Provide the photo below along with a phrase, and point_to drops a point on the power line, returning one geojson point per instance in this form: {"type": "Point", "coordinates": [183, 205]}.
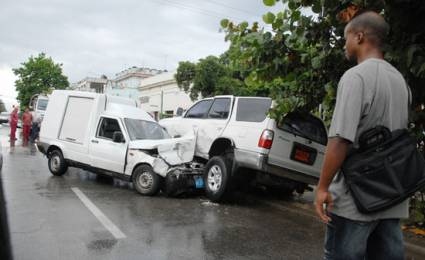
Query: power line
{"type": "Point", "coordinates": [231, 7]}
{"type": "Point", "coordinates": [195, 9]}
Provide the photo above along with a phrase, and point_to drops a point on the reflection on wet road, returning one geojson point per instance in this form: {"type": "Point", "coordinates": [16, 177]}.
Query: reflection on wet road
{"type": "Point", "coordinates": [48, 221]}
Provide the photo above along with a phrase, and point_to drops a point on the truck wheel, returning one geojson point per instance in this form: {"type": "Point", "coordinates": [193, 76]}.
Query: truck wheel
{"type": "Point", "coordinates": [146, 181]}
{"type": "Point", "coordinates": [57, 164]}
{"type": "Point", "coordinates": [217, 178]}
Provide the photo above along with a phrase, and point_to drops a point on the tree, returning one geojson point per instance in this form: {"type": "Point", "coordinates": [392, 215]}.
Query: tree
{"type": "Point", "coordinates": [301, 59]}
{"type": "Point", "coordinates": [208, 77]}
{"type": "Point", "coordinates": [38, 75]}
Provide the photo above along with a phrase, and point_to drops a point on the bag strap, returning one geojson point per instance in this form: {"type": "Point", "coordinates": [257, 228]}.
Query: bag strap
{"type": "Point", "coordinates": [409, 101]}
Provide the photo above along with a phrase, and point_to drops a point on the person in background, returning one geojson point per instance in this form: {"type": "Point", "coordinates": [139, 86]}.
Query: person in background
{"type": "Point", "coordinates": [26, 122]}
{"type": "Point", "coordinates": [35, 129]}
{"type": "Point", "coordinates": [13, 122]}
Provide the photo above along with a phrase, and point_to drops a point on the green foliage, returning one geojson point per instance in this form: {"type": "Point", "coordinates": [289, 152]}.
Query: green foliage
{"type": "Point", "coordinates": [208, 77]}
{"type": "Point", "coordinates": [38, 75]}
{"type": "Point", "coordinates": [301, 59]}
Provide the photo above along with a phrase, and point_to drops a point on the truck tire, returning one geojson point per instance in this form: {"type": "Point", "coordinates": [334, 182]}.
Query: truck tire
{"type": "Point", "coordinates": [146, 181]}
{"type": "Point", "coordinates": [57, 164]}
{"type": "Point", "coordinates": [217, 178]}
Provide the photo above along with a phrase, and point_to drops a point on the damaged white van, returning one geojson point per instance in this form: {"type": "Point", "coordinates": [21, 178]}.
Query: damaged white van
{"type": "Point", "coordinates": [113, 136]}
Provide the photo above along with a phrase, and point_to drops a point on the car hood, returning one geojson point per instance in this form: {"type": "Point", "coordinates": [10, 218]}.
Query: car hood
{"type": "Point", "coordinates": [173, 150]}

+++++

--- Work to complete ---
Update every one of the records above by putting "GeoJSON" in place of each "geojson", keeping all other text the same. Leave the pictures out of your answer.

--- Final result ---
Provide the photo below along with a phrase, and point_to drops a point on the power line, returning one GeoJSON point per instance in this form: {"type": "Point", "coordinates": [183, 205]}.
Query: power line
{"type": "Point", "coordinates": [231, 7]}
{"type": "Point", "coordinates": [195, 9]}
Provide the photo above along with a phrase, and point_to drops a point on the reflection on wet road, returning one GeoJSON point per instance in this form: {"type": "Point", "coordinates": [16, 177]}.
Query: reflection on wet road
{"type": "Point", "coordinates": [48, 221]}
Provide the photo above along with a phrase, and point_to drops a point on the truck wheel, returning one GeoJSON point per instance in this form: {"type": "Point", "coordinates": [193, 76]}.
Query: truck wheel
{"type": "Point", "coordinates": [146, 181]}
{"type": "Point", "coordinates": [57, 164]}
{"type": "Point", "coordinates": [217, 178]}
Provide the photo above along with a phrase, and point_to drops a point on the tree, returning one GeoJSON point per instance in this form: {"type": "Point", "coordinates": [392, 215]}.
Query: tree
{"type": "Point", "coordinates": [301, 59]}
{"type": "Point", "coordinates": [208, 77]}
{"type": "Point", "coordinates": [38, 75]}
Provide the photo above along with a phrase, and point_to drops a point on the bag strap, returning one GeoJSON point per instance in this form: {"type": "Point", "coordinates": [257, 228]}.
Query: bag strap
{"type": "Point", "coordinates": [409, 101]}
Provide the photo above along with a phrase, and point_to drops a point on the person in background, returning one GeoJSON point per instance in this form: {"type": "Point", "coordinates": [139, 86]}.
Query: person in background
{"type": "Point", "coordinates": [26, 122]}
{"type": "Point", "coordinates": [35, 129]}
{"type": "Point", "coordinates": [13, 122]}
Provide the photo above along with a phrase, and point_to drops a point on the green foliage, returning one GeoJSON point per instance in this form: {"type": "Point", "coordinates": [289, 152]}.
Query: green foliage
{"type": "Point", "coordinates": [208, 77]}
{"type": "Point", "coordinates": [38, 75]}
{"type": "Point", "coordinates": [301, 59]}
Provide the photo above along with a phrase, and point_to drops a point on the truck tire, returning one GeoJSON point per instance in this form: {"type": "Point", "coordinates": [334, 182]}.
Query: truck tire
{"type": "Point", "coordinates": [146, 181]}
{"type": "Point", "coordinates": [57, 164]}
{"type": "Point", "coordinates": [217, 178]}
Provide the photo above along with a phrase, and point_to drops a point on the damaged white van, returning one GeoJSON point per instance in this form: {"type": "Point", "coordinates": [21, 178]}.
Query: damaged white van
{"type": "Point", "coordinates": [113, 136]}
Provide the photo above along with a phrase, and point_to drops a point on the car hood, returning one GeoJSON point per instance in this form: {"type": "Point", "coordinates": [10, 218]}.
Query: car hood
{"type": "Point", "coordinates": [173, 150]}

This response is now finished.